- **MATERIAL PROVIDED**:
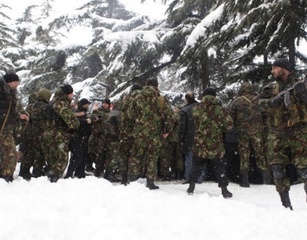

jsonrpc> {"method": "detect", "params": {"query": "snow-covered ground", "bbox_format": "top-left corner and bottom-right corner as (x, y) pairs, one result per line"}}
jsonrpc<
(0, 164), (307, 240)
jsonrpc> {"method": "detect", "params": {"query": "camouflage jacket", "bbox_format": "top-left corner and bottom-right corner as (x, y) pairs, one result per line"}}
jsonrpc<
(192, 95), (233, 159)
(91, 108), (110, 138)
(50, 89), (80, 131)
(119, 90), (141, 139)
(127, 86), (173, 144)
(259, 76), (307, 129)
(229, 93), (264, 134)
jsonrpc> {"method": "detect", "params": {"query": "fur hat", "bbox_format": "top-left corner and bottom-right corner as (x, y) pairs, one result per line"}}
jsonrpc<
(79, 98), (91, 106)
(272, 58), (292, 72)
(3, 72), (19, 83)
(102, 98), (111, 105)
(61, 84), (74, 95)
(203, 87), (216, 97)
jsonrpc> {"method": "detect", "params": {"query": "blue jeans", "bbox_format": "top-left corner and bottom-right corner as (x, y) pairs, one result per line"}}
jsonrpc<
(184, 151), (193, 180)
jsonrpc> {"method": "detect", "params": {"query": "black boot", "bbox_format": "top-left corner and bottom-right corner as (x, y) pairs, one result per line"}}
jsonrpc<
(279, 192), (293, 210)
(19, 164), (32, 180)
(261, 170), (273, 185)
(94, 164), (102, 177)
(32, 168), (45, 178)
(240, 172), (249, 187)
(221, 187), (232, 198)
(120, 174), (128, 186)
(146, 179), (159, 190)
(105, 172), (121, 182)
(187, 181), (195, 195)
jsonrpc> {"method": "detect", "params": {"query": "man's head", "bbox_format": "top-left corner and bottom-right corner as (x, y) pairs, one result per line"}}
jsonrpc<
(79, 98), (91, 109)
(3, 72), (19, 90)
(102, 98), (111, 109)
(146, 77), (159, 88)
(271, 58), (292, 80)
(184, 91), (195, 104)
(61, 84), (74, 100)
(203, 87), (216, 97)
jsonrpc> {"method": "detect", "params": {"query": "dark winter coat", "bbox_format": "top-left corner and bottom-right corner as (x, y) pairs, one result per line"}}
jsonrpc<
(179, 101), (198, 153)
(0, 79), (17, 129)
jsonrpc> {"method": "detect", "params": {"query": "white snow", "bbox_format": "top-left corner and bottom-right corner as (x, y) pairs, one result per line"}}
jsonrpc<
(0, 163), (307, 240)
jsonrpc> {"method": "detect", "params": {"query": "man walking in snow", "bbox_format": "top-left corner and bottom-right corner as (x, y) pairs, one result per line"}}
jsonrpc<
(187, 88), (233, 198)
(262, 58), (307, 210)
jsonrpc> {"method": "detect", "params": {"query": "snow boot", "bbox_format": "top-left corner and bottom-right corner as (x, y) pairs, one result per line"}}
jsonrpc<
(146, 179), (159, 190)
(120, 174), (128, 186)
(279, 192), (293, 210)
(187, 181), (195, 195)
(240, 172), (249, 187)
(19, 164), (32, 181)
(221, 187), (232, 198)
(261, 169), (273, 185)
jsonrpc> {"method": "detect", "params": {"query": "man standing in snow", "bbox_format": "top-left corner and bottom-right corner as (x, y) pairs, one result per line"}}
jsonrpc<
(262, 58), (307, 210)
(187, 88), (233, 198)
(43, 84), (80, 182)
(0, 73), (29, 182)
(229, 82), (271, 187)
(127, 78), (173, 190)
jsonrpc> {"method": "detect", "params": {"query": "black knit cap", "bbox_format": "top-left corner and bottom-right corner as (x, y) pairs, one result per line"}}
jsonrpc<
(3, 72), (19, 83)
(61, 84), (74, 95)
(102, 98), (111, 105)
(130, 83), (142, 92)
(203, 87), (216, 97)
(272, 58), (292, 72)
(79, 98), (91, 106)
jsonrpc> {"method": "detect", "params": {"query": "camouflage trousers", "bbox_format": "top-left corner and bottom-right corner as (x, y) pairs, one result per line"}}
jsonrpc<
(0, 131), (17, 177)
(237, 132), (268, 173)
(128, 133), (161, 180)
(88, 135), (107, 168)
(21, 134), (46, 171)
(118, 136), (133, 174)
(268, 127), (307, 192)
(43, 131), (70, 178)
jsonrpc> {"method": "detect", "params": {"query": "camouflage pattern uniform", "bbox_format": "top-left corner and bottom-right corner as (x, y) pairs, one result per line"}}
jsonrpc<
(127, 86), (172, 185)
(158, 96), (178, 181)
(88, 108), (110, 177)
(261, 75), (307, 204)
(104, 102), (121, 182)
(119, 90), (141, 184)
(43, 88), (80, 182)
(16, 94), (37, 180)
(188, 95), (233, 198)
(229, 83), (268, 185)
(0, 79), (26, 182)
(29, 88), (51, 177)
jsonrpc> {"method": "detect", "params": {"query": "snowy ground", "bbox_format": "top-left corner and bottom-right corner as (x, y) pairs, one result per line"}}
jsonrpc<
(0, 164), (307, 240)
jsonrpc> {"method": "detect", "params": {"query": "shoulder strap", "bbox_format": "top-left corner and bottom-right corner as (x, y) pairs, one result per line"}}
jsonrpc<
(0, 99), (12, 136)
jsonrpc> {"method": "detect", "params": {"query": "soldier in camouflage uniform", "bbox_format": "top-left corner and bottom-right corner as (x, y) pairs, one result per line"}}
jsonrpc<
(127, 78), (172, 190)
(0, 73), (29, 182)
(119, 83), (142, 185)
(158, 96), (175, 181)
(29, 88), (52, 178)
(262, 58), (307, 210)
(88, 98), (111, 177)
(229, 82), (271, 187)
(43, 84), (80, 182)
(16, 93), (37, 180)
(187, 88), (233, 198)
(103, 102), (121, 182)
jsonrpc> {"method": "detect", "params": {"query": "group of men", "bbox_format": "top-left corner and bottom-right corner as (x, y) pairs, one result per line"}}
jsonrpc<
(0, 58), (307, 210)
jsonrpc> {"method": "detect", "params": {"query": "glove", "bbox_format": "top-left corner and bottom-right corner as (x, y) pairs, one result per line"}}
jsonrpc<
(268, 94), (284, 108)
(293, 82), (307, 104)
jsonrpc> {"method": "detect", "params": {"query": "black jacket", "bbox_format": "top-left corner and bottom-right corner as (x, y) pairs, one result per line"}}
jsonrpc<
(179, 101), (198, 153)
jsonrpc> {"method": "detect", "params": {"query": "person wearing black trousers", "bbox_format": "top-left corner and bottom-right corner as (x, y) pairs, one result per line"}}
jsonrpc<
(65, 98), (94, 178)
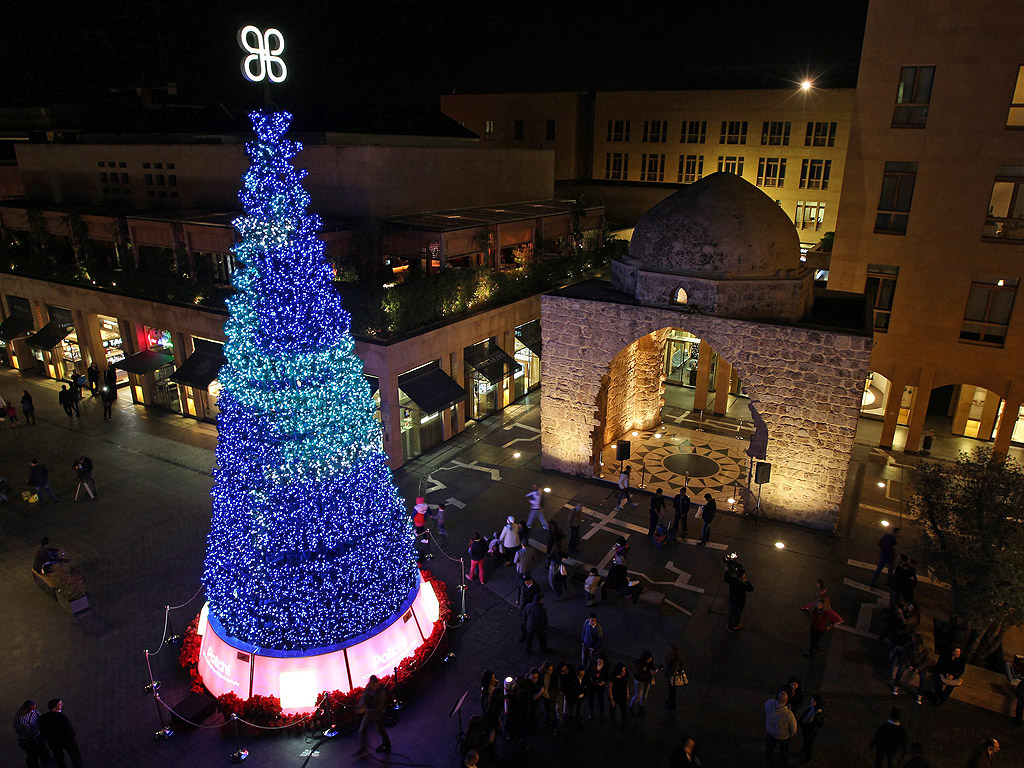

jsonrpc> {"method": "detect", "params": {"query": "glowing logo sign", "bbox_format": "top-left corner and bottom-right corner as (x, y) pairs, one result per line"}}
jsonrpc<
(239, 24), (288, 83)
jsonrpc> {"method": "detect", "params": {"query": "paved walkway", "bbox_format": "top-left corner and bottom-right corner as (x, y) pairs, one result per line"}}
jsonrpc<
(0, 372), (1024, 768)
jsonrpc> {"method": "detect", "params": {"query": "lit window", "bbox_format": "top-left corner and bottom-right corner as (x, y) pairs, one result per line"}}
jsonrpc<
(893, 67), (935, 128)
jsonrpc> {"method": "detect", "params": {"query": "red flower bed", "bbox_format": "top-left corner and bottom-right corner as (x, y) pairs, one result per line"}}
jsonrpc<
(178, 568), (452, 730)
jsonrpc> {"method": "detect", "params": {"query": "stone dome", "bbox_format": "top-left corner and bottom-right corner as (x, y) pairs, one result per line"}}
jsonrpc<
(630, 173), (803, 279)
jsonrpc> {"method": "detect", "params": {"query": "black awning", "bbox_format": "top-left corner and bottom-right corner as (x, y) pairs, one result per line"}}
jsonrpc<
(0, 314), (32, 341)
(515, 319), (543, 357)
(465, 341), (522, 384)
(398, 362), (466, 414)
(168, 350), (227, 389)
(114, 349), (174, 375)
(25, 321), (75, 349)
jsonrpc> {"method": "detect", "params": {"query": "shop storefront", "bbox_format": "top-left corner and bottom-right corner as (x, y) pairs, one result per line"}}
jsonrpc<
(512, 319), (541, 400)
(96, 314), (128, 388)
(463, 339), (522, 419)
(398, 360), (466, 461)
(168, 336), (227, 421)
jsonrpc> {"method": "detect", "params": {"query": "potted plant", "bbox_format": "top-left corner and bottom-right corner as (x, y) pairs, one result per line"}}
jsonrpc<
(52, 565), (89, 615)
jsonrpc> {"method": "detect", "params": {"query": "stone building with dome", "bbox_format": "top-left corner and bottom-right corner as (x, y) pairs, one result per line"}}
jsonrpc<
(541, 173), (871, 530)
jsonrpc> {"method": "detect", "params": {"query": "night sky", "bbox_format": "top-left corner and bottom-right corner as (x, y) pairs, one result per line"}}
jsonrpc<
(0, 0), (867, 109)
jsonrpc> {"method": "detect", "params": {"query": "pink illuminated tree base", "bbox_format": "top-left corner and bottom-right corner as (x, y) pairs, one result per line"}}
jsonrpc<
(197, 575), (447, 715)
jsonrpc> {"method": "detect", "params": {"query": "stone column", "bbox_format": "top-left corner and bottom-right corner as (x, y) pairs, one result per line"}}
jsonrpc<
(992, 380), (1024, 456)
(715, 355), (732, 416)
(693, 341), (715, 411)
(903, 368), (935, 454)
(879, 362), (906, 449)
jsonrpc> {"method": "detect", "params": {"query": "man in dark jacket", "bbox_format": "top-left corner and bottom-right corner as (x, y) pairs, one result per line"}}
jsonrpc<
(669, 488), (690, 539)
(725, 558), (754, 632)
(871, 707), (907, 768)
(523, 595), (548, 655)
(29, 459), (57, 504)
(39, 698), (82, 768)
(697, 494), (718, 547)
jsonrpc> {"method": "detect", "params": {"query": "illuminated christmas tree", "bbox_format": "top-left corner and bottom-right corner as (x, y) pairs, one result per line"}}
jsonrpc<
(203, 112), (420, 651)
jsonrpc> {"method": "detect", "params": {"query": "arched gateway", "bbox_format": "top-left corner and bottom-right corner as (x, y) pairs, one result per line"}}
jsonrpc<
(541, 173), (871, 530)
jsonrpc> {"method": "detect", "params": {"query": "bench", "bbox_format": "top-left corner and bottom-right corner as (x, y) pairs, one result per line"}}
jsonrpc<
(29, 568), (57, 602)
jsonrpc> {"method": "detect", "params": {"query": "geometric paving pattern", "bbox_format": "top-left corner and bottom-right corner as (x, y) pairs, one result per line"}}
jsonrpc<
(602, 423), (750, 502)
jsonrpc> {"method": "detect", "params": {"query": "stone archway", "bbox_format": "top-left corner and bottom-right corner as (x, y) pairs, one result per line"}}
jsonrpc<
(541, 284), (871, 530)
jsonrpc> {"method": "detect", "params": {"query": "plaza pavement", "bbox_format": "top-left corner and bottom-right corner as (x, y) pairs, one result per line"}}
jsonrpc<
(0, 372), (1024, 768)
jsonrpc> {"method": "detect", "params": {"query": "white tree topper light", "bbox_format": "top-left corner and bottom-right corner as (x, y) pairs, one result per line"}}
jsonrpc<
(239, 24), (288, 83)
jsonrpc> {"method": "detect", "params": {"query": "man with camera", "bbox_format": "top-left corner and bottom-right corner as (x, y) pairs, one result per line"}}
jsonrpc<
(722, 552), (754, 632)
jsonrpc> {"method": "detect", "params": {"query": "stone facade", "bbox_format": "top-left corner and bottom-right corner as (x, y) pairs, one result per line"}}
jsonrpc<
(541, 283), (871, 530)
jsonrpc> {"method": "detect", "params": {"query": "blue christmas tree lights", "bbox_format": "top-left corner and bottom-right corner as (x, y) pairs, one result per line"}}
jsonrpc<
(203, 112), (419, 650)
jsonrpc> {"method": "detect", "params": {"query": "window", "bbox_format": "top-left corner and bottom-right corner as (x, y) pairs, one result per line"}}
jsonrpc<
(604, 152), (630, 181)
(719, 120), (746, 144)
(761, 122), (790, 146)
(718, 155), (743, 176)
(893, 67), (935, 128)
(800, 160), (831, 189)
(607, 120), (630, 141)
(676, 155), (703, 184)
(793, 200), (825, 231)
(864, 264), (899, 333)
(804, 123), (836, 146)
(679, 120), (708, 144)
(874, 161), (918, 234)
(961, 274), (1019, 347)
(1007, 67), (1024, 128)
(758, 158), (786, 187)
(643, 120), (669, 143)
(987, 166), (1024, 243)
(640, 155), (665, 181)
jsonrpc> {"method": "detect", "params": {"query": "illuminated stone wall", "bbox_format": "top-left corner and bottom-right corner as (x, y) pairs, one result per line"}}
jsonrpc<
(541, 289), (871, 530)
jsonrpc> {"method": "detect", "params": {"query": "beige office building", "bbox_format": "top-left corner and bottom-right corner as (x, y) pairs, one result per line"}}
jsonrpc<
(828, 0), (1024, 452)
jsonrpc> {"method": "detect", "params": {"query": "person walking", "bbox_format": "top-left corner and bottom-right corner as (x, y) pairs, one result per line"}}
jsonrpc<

- **GOAL**: Count the lines in the records that contain the string "blue", and reply with the number alone.

- **TASK RESPONSE**: 2